Short task -> Reproduce each record exactly.

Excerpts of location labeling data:
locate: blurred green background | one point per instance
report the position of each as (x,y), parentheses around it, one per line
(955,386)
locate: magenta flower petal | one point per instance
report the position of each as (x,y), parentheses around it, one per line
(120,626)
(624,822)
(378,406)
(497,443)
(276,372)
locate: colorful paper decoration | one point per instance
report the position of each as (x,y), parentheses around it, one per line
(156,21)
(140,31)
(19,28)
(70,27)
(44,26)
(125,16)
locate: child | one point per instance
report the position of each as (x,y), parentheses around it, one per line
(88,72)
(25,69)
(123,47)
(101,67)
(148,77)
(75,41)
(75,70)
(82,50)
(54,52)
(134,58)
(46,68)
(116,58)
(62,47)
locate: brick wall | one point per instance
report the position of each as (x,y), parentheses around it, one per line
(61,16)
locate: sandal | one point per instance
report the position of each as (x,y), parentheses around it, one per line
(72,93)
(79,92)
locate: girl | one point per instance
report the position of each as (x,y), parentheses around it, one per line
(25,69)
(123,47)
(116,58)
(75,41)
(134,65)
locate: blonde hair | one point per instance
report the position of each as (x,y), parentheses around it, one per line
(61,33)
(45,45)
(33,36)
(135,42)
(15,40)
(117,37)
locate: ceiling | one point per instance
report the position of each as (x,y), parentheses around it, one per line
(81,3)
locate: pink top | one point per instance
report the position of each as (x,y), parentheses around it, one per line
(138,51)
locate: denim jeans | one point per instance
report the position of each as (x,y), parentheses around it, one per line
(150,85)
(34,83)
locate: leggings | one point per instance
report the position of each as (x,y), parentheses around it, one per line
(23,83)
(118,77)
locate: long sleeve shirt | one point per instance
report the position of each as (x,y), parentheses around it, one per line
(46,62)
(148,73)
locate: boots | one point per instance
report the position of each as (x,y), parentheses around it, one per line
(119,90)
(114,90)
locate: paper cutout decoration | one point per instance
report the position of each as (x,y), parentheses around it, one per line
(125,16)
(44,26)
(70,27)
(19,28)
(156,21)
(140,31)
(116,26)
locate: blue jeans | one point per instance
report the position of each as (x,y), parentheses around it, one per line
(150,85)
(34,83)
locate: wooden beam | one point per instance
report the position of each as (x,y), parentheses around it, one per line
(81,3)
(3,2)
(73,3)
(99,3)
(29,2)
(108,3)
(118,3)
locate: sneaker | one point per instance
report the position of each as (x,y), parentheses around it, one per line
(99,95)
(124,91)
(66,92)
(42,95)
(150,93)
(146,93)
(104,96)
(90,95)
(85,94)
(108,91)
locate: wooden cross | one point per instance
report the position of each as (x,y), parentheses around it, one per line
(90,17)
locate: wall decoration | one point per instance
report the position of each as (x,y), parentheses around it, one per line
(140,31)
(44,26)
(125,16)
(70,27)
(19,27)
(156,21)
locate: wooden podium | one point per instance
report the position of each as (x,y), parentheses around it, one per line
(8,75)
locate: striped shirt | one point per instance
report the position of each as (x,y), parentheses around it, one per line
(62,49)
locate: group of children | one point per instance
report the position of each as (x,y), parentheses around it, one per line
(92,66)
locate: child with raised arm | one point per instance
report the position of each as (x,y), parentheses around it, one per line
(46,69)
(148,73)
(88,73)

Answer below ->
locate: blurred green background | one point per instance
report the position of each as (x,y), parentheses around it, one per line
(955,386)
locate: magenta flower petal | one point per instance
report the position of each as (x,y), parentheses around it, one per line
(120,626)
(624,822)
(378,406)
(497,443)
(276,372)
locate: colorful paper decoration | one point per instance
report the position of each as (x,y), parentheses around it, one per line
(156,21)
(140,31)
(19,28)
(70,27)
(44,26)
(125,16)
locate: child | one point per instance
report the position of each as (x,y), parentheses around it, one per line
(88,72)
(25,69)
(123,47)
(101,67)
(148,77)
(75,41)
(75,70)
(82,50)
(54,52)
(134,58)
(46,68)
(116,58)
(62,47)
locate: brick wall | one point per instance
report the position of each as (x,y), parentheses around it, one per line
(61,16)
locate: sandal | one point per instance
report the position of each as (x,y), parentheses around it, one per line
(72,93)
(79,92)
locate: girl | one point per instance
report the position of each as (x,y), parentheses around it, one per line
(25,69)
(123,47)
(116,58)
(75,41)
(134,65)
locate: blonde hair | one point per instance
report the position of each as (x,y), parentheses around it, one per line
(61,33)
(45,45)
(33,36)
(135,42)
(15,40)
(117,37)
locate: ceiling | one point per instance
report the position of each as (x,y), parentheses around it, one per line
(81,3)
locate: pink top | one point per instance
report the position of each as (x,y), parentheses around it, one per line
(138,51)
locate: denim jeans | one point per instance
report the position of each as (x,y), parentheses around it, one per line
(150,85)
(34,83)
locate: leggings | one point per instance
report the position of each as (x,y), parentheses around it, one per line
(23,83)
(118,77)
locate: long sleeve shirt | one point per instance
report the position of each as (x,y), parentheses around it, one per line
(46,62)
(148,73)
locate: boots | one point per instance
report the position of each as (x,y), parentheses around it, one per line
(119,90)
(114,90)
locate: paper cutout decoration | one point per instance
report the position of each as (x,y), parentheses around it, one per line
(125,16)
(44,26)
(70,27)
(19,28)
(156,21)
(140,31)
(116,26)
locate: blue jeans | one point per instance
report the position of each as (x,y), parentheses around it, one per line
(150,85)
(34,83)
locate: wooden beam | one point per instance
report the position of each as (x,y), parentheses around it, one per line
(81,3)
(3,2)
(73,3)
(99,3)
(29,2)
(108,3)
(118,3)
locate: sneaker | one point per instance
report the position of each as (x,y), parentheses around it, one per line
(99,95)
(124,91)
(66,92)
(42,95)
(150,93)
(146,93)
(104,96)
(90,95)
(85,94)
(108,91)
locate: wooden cross | one point per instance
report the position of each as (x,y), parentheses around it, one per line
(90,17)
locate: wall decoration | one point per instance
report the position of each as (x,y), parentheses around it, one per line
(140,31)
(44,26)
(125,16)
(70,27)
(19,27)
(156,21)
locate: wooden podium | one point per instance
report the position of each as (x,y), parentheses around it, one per line
(8,75)
locate: striped shirt | one point per instance
report the position of each as (x,y), parentheses around it, one per line
(62,49)
locate: group of children | one point per instance
report the position of each as (x,y), parentheses around it, one per line
(92,66)
locate: child with raised arm | one point per instance
report the position of each as (x,y), parentheses around it, one per line
(46,69)
(148,73)
(88,73)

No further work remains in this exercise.